:: Exercise data ::
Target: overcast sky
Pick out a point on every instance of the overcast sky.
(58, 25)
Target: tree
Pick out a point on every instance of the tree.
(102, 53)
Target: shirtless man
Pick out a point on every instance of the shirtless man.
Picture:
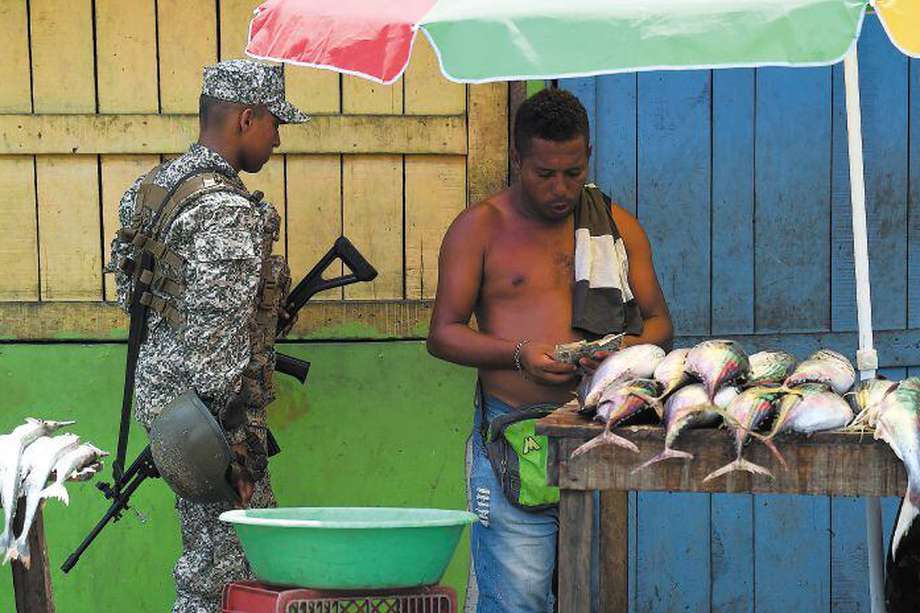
(510, 260)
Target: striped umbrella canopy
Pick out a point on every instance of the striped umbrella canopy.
(487, 40)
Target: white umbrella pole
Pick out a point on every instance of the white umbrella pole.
(866, 358)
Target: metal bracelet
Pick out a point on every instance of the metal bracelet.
(516, 356)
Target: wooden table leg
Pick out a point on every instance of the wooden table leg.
(32, 586)
(613, 580)
(576, 521)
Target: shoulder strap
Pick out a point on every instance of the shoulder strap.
(164, 205)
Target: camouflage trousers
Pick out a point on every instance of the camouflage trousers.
(211, 553)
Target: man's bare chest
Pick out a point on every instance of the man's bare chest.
(523, 265)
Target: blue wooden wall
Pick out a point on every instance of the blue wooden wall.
(741, 180)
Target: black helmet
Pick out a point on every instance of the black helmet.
(190, 451)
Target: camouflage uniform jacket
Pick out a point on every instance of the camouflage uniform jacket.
(224, 239)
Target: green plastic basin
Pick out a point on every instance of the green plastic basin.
(348, 547)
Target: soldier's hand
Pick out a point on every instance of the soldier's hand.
(537, 363)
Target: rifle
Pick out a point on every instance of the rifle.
(125, 482)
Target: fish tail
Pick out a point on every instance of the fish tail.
(603, 439)
(654, 401)
(768, 441)
(12, 552)
(20, 550)
(56, 490)
(910, 508)
(739, 464)
(664, 455)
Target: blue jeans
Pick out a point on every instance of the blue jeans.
(513, 551)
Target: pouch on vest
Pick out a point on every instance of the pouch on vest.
(518, 456)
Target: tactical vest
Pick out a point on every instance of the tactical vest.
(155, 210)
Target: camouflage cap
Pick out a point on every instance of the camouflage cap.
(251, 82)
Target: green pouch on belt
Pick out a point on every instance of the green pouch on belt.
(518, 456)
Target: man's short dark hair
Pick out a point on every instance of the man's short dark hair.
(551, 114)
(211, 111)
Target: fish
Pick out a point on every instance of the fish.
(770, 367)
(572, 353)
(636, 361)
(898, 424)
(38, 460)
(11, 449)
(866, 398)
(716, 363)
(69, 465)
(618, 404)
(813, 409)
(827, 367)
(689, 407)
(671, 371)
(743, 415)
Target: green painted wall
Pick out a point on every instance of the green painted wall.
(379, 424)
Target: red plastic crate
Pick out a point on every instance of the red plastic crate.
(251, 597)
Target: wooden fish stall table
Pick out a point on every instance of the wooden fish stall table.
(32, 586)
(826, 464)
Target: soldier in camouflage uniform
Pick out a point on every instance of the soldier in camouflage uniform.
(218, 307)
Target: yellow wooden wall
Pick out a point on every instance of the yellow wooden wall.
(98, 91)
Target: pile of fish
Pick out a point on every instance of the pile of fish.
(758, 396)
(29, 458)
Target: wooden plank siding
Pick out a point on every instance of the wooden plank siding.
(740, 178)
(97, 92)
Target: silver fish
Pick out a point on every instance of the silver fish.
(70, 464)
(38, 460)
(898, 425)
(671, 371)
(572, 353)
(769, 367)
(743, 415)
(813, 409)
(689, 407)
(827, 367)
(618, 404)
(716, 363)
(637, 361)
(866, 399)
(11, 449)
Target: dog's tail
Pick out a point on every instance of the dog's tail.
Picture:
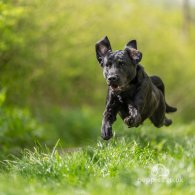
(170, 109)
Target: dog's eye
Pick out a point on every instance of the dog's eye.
(121, 64)
(108, 64)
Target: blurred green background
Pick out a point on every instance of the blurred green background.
(51, 84)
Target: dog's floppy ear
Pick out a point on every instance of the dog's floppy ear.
(102, 47)
(135, 55)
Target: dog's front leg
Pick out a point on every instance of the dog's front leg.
(109, 117)
(134, 118)
(139, 104)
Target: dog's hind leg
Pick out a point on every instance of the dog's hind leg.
(157, 81)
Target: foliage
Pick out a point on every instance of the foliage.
(18, 129)
(50, 47)
(123, 165)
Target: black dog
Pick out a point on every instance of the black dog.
(131, 93)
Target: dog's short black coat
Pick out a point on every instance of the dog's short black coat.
(131, 92)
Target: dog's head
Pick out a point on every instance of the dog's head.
(119, 67)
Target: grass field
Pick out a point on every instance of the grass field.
(145, 160)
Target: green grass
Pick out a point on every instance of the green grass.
(130, 163)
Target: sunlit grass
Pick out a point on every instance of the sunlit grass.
(129, 163)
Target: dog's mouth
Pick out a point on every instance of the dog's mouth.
(115, 87)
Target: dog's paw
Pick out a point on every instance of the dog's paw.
(134, 118)
(106, 132)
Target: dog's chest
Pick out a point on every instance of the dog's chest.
(127, 96)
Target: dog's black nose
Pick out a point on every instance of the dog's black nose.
(113, 78)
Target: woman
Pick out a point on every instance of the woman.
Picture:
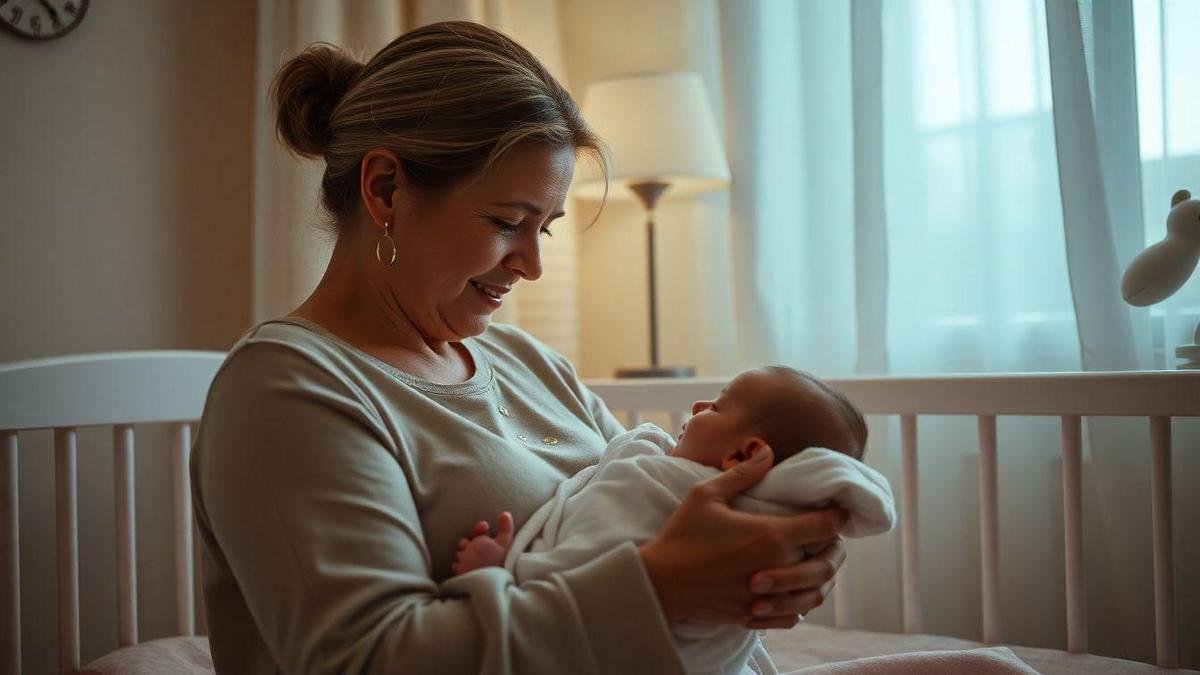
(346, 447)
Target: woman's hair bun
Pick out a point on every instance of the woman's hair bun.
(306, 90)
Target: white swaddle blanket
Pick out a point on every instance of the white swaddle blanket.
(636, 487)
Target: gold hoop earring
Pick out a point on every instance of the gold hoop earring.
(391, 243)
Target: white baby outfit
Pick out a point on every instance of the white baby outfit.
(636, 487)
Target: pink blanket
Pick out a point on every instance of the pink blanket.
(989, 661)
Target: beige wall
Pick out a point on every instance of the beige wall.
(125, 223)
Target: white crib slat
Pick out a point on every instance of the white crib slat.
(10, 559)
(67, 517)
(126, 538)
(989, 529)
(841, 602)
(909, 526)
(1164, 555)
(202, 626)
(181, 447)
(676, 423)
(1073, 532)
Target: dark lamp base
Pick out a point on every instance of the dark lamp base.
(673, 371)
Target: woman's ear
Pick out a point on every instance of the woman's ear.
(379, 179)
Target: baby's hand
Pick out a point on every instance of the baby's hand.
(484, 550)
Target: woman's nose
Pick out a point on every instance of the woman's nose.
(526, 260)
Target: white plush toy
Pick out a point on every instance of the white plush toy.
(1164, 267)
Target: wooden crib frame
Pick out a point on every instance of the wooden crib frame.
(120, 389)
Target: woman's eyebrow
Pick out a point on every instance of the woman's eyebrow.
(527, 207)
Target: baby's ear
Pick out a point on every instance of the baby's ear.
(750, 446)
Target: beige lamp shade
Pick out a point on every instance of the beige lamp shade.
(659, 127)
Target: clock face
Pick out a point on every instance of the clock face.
(42, 19)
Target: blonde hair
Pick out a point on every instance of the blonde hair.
(448, 99)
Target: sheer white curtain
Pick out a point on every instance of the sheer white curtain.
(954, 186)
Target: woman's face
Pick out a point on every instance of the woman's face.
(462, 251)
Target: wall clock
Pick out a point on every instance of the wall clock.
(41, 19)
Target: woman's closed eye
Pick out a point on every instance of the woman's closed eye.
(514, 227)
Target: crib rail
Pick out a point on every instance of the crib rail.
(124, 389)
(1156, 395)
(117, 389)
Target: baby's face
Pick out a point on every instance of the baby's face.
(719, 432)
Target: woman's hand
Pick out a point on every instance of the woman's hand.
(714, 563)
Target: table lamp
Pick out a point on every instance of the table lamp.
(661, 135)
(1162, 269)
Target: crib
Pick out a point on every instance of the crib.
(123, 389)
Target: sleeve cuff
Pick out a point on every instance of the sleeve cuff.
(622, 615)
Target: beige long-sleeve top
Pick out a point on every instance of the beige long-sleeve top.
(330, 490)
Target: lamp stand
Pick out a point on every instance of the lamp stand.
(1189, 353)
(649, 192)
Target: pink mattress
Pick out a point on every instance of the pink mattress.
(813, 645)
(791, 650)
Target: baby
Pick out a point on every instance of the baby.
(817, 437)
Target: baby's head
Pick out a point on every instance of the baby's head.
(779, 406)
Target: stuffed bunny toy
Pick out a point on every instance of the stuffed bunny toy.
(1164, 267)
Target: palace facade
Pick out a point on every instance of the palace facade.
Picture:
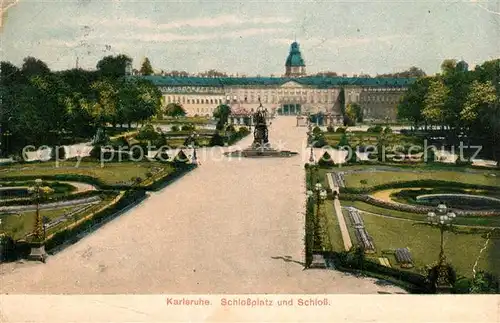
(293, 93)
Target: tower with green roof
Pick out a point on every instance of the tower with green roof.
(294, 65)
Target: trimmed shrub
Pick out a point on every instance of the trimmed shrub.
(326, 160)
(96, 152)
(162, 155)
(188, 127)
(377, 129)
(216, 140)
(147, 132)
(429, 156)
(181, 157)
(244, 131)
(119, 143)
(61, 153)
(353, 158)
(343, 141)
(319, 141)
(230, 128)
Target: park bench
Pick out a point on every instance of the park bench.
(356, 219)
(403, 257)
(365, 240)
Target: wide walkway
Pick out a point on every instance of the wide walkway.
(230, 226)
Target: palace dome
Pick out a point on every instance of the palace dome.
(294, 57)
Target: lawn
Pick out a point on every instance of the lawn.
(382, 177)
(332, 237)
(195, 120)
(18, 225)
(423, 242)
(491, 221)
(366, 138)
(110, 173)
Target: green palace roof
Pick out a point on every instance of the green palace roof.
(294, 57)
(314, 81)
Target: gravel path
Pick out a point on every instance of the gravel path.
(230, 226)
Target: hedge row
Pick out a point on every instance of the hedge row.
(51, 199)
(179, 169)
(420, 209)
(309, 232)
(416, 183)
(415, 282)
(130, 197)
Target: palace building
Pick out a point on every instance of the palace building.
(293, 93)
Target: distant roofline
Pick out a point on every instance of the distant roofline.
(320, 81)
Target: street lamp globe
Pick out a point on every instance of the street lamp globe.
(442, 207)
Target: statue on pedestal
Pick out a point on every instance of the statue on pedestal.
(260, 133)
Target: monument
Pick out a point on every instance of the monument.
(260, 146)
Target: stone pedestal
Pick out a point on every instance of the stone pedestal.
(38, 253)
(318, 262)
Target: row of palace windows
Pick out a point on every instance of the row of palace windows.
(204, 110)
(384, 89)
(374, 99)
(187, 100)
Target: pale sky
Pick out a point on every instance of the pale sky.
(253, 37)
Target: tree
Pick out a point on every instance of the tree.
(481, 114)
(341, 101)
(33, 67)
(327, 74)
(175, 110)
(485, 283)
(212, 73)
(412, 102)
(146, 68)
(113, 66)
(409, 73)
(105, 107)
(448, 66)
(222, 113)
(354, 112)
(434, 105)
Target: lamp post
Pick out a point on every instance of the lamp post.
(319, 195)
(38, 247)
(194, 137)
(443, 219)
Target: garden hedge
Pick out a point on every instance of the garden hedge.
(51, 199)
(130, 197)
(416, 283)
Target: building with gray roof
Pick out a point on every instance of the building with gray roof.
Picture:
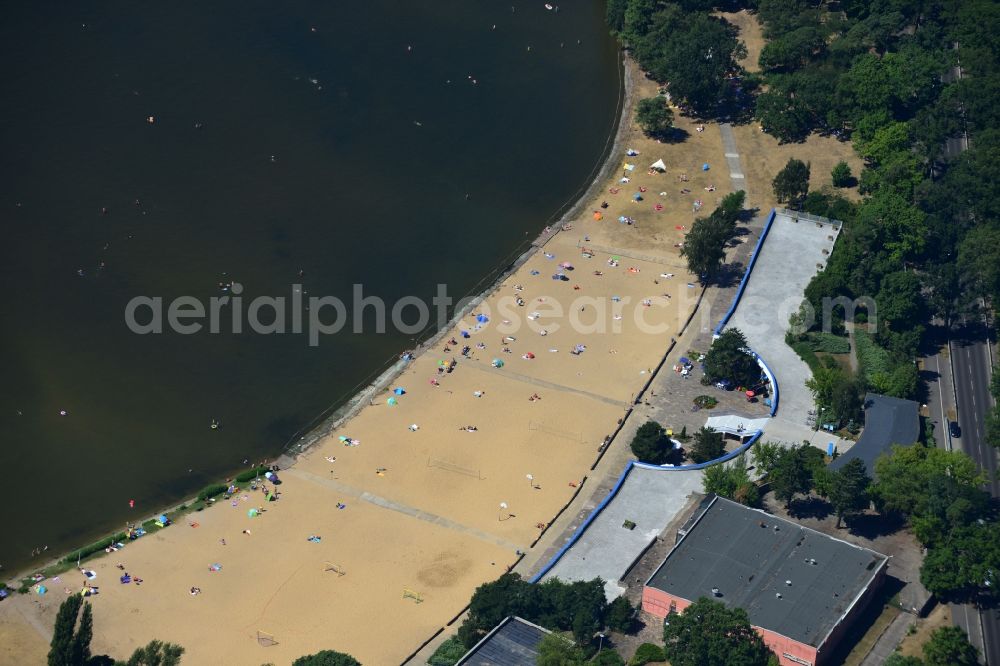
(888, 421)
(800, 587)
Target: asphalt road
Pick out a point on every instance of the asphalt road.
(971, 375)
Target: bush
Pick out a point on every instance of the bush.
(708, 445)
(706, 401)
(654, 116)
(828, 343)
(872, 359)
(448, 653)
(841, 175)
(619, 615)
(651, 444)
(96, 547)
(646, 653)
(250, 474)
(212, 491)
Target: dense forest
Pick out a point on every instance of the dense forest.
(912, 85)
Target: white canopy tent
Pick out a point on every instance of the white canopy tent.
(737, 426)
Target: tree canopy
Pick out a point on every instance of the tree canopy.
(651, 444)
(792, 183)
(729, 358)
(707, 632)
(327, 658)
(654, 116)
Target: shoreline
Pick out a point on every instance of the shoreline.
(363, 393)
(427, 522)
(565, 213)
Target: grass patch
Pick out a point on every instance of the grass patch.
(872, 359)
(448, 653)
(805, 352)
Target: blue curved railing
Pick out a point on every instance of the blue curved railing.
(621, 481)
(746, 275)
(743, 448)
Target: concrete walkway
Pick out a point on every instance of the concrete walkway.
(419, 514)
(736, 177)
(889, 640)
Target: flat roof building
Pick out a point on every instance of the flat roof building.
(888, 421)
(800, 588)
(513, 642)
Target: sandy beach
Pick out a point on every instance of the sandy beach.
(399, 508)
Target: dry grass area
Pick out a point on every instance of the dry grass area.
(751, 34)
(764, 157)
(913, 643)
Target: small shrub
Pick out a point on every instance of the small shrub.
(706, 401)
(828, 343)
(646, 653)
(448, 653)
(841, 175)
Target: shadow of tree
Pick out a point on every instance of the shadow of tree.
(810, 507)
(872, 525)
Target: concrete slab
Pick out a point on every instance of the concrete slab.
(795, 250)
(649, 498)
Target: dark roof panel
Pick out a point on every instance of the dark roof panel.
(751, 556)
(888, 421)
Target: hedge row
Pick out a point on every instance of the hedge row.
(828, 343)
(872, 358)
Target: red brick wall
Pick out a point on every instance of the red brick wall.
(658, 603)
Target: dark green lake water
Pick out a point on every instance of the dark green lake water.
(285, 140)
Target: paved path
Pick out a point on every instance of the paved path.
(549, 385)
(385, 503)
(889, 640)
(736, 176)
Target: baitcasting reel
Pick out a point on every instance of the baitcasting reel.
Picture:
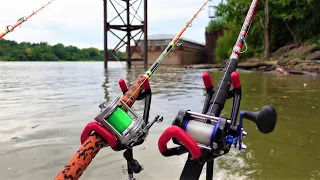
(123, 122)
(120, 126)
(206, 136)
(204, 133)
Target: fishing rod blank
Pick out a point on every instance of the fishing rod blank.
(10, 28)
(117, 125)
(206, 136)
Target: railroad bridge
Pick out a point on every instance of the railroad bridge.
(146, 48)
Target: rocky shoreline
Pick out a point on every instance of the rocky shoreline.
(290, 59)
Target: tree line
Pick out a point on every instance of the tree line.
(276, 23)
(25, 51)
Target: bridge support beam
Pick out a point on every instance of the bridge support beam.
(133, 28)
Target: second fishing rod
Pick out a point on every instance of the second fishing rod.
(117, 125)
(206, 136)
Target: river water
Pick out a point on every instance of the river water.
(44, 106)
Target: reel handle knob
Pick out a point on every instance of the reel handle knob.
(265, 119)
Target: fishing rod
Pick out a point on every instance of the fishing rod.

:: Set problem ::
From the line containing "Target: rocky shoreline" to the last line of the material, please quote every line exactly and only those.

:: Correct result ::
Target: rocky shoreline
Pick out a point on every instance of the rocky shoreline.
(290, 59)
Target: tree line
Pick out a point on every instance of the tree line.
(276, 23)
(25, 51)
Target: bridge support beam
Pick out a point on every instance of the bridge support beam.
(133, 28)
Target: second fishing rod
Pick out a point on every instance of the second fishing rod.
(117, 125)
(206, 136)
Target: river water
Pick out a point on every instance of the river water.
(44, 106)
Target: reel handle knob
Pick out a point on every instance of the reel handle knob.
(265, 119)
Target: fishing rod
Pick out a point on every instance of the fishing rod.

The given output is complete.